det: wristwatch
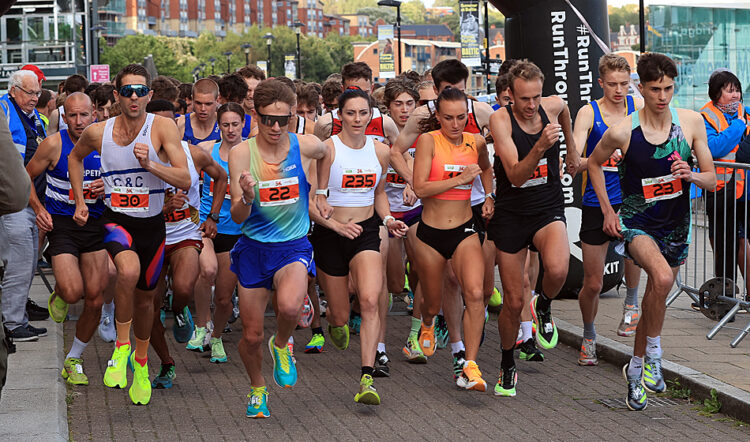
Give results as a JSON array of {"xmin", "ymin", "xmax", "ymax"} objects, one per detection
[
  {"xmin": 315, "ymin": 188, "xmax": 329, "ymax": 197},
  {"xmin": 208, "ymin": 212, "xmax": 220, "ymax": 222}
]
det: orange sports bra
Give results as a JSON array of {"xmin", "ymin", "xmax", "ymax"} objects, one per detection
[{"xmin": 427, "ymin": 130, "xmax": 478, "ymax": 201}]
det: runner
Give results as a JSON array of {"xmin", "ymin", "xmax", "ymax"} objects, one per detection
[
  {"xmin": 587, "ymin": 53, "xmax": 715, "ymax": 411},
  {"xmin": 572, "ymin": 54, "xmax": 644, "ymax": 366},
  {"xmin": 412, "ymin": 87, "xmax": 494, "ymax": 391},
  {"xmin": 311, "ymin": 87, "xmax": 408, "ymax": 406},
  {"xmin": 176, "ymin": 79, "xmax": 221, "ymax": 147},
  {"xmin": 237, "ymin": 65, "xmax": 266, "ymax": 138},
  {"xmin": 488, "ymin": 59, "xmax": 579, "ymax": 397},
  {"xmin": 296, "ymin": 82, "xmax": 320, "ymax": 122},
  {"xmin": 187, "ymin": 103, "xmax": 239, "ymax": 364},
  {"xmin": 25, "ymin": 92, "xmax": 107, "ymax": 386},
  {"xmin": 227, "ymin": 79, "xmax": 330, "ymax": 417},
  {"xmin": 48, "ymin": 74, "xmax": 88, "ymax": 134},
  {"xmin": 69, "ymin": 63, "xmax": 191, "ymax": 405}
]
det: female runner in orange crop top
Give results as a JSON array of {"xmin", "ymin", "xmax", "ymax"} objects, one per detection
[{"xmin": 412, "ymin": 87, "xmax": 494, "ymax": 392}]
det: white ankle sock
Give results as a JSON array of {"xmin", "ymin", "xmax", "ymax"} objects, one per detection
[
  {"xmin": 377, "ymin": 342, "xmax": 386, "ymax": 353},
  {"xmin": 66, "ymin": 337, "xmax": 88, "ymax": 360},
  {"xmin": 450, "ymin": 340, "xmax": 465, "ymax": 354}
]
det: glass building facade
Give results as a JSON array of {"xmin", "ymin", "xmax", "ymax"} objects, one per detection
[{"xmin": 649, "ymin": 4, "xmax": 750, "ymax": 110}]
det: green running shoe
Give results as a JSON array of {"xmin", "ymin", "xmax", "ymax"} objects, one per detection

____

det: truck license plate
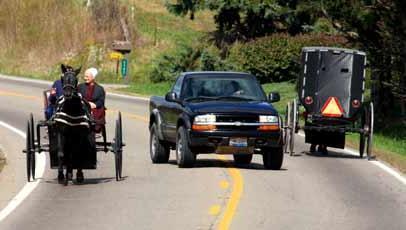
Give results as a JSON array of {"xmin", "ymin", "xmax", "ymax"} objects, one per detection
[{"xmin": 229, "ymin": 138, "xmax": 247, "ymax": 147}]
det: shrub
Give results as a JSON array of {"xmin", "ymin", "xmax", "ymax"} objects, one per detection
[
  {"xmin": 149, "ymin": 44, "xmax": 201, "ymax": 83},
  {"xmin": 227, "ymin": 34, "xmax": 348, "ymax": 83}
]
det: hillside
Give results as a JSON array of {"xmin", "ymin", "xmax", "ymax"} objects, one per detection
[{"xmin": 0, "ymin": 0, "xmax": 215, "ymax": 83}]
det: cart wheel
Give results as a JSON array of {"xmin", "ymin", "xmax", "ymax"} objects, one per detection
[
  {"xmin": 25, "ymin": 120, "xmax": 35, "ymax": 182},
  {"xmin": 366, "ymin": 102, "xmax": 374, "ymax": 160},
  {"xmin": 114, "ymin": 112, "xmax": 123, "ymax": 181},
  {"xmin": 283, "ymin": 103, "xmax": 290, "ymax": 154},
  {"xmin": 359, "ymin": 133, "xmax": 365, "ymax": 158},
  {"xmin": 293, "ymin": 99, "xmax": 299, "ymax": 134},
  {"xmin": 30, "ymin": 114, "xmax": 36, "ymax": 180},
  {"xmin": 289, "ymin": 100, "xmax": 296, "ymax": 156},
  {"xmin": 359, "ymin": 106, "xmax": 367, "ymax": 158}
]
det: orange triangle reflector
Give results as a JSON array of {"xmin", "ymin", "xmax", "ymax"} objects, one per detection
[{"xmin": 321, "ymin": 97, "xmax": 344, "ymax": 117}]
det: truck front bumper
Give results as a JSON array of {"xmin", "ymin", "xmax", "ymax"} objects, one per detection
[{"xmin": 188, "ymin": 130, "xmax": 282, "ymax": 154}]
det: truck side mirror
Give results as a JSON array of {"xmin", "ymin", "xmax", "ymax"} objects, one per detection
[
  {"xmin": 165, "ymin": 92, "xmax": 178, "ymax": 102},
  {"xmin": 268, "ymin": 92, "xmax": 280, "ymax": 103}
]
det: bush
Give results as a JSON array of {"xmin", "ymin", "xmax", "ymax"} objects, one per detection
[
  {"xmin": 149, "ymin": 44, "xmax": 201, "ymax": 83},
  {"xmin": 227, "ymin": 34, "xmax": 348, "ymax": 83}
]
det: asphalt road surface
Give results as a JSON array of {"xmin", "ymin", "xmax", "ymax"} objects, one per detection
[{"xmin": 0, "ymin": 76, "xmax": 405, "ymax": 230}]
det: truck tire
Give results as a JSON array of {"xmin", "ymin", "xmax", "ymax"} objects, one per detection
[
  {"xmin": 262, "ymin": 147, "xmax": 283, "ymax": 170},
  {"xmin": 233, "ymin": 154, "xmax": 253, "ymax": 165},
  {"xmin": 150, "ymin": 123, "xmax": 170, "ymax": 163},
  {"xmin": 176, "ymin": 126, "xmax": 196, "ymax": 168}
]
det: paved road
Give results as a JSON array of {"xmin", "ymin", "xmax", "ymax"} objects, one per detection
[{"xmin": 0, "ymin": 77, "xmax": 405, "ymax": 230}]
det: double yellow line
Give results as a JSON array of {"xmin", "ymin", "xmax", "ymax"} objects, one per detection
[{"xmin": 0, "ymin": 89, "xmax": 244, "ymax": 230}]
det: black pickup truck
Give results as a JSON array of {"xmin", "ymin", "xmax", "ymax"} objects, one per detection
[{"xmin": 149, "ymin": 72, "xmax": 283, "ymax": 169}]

____

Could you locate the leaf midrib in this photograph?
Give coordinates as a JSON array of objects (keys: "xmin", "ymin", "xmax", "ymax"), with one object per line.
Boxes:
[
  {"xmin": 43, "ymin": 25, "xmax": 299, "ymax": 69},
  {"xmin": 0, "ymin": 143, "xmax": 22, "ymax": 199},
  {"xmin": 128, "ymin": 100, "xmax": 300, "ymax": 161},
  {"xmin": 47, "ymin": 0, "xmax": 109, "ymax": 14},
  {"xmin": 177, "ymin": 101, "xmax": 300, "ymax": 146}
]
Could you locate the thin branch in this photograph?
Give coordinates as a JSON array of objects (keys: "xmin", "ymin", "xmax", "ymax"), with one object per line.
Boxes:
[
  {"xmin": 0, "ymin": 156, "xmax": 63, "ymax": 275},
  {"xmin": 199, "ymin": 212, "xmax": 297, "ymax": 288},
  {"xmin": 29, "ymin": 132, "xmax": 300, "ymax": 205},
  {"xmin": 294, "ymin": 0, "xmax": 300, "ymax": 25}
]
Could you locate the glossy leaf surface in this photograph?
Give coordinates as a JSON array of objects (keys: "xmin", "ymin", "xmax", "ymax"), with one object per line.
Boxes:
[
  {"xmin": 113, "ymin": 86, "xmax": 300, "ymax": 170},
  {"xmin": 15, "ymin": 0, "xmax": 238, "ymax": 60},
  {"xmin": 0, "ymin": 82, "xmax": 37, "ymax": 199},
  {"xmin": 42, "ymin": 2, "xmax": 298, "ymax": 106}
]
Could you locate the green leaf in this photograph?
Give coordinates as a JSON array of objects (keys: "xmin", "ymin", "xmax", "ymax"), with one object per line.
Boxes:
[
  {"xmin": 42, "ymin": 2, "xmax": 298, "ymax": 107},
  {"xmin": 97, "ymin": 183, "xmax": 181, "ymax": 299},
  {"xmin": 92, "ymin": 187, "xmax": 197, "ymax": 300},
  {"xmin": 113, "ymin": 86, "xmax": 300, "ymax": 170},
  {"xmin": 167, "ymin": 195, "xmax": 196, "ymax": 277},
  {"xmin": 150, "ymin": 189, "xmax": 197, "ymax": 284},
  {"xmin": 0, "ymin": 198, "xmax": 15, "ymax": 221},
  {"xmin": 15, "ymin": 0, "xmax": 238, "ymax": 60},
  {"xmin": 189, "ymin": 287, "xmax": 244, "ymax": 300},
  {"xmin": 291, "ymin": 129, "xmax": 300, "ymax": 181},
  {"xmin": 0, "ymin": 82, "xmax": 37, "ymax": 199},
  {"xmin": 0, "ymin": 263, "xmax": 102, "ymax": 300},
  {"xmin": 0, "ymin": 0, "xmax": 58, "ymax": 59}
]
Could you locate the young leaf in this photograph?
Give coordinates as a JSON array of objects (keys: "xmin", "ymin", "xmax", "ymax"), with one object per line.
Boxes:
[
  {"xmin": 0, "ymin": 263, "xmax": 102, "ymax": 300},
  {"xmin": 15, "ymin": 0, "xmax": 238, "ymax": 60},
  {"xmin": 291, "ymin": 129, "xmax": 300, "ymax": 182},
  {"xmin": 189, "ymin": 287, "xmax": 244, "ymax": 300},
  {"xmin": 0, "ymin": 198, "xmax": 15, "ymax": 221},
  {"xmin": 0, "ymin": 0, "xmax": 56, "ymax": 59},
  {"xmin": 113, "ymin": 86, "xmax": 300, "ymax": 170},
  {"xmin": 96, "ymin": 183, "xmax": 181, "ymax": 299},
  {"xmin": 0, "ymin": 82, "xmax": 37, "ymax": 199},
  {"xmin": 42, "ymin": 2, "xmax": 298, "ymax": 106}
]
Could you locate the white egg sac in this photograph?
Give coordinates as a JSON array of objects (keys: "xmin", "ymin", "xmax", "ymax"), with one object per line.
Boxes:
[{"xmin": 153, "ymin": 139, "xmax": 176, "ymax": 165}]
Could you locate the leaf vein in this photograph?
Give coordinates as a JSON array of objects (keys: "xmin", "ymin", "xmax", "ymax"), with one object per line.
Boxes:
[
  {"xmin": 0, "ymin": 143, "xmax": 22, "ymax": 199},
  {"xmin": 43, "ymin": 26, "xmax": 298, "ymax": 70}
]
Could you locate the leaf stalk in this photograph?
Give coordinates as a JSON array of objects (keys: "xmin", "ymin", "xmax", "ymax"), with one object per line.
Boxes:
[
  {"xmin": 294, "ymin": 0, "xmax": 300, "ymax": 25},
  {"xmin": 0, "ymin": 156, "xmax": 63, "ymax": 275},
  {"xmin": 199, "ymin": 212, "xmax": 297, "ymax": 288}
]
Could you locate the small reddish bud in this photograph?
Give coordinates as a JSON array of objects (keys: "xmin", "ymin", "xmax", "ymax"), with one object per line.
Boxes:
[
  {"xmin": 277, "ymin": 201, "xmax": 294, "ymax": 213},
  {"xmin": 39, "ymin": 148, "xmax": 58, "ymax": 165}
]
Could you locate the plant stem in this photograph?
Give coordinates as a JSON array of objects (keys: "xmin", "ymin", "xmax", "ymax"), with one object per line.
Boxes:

____

> **Work to be completed**: Beginning at the line with "Could you locate the white" and stopping after the line with "Could you locate the leaf stalk", please write out every line of the data above exactly and nothing else.

> **Output of the exercise**:
Could you locate the white egg sac in this photograph?
Give coordinates as a JSON array of objects (keys: "xmin", "ymin", "xmax", "ymax"), with one object per line.
Boxes:
[{"xmin": 153, "ymin": 139, "xmax": 176, "ymax": 165}]
Could you locate the leaf vein in this photograph?
Give coordinates as a JSON array of objects (keys: "xmin", "ymin", "xmax", "ymax"), with one object per line.
Boxes:
[
  {"xmin": 0, "ymin": 143, "xmax": 22, "ymax": 199},
  {"xmin": 43, "ymin": 26, "xmax": 298, "ymax": 70}
]
Could you locate the leaf stalk in this photograph?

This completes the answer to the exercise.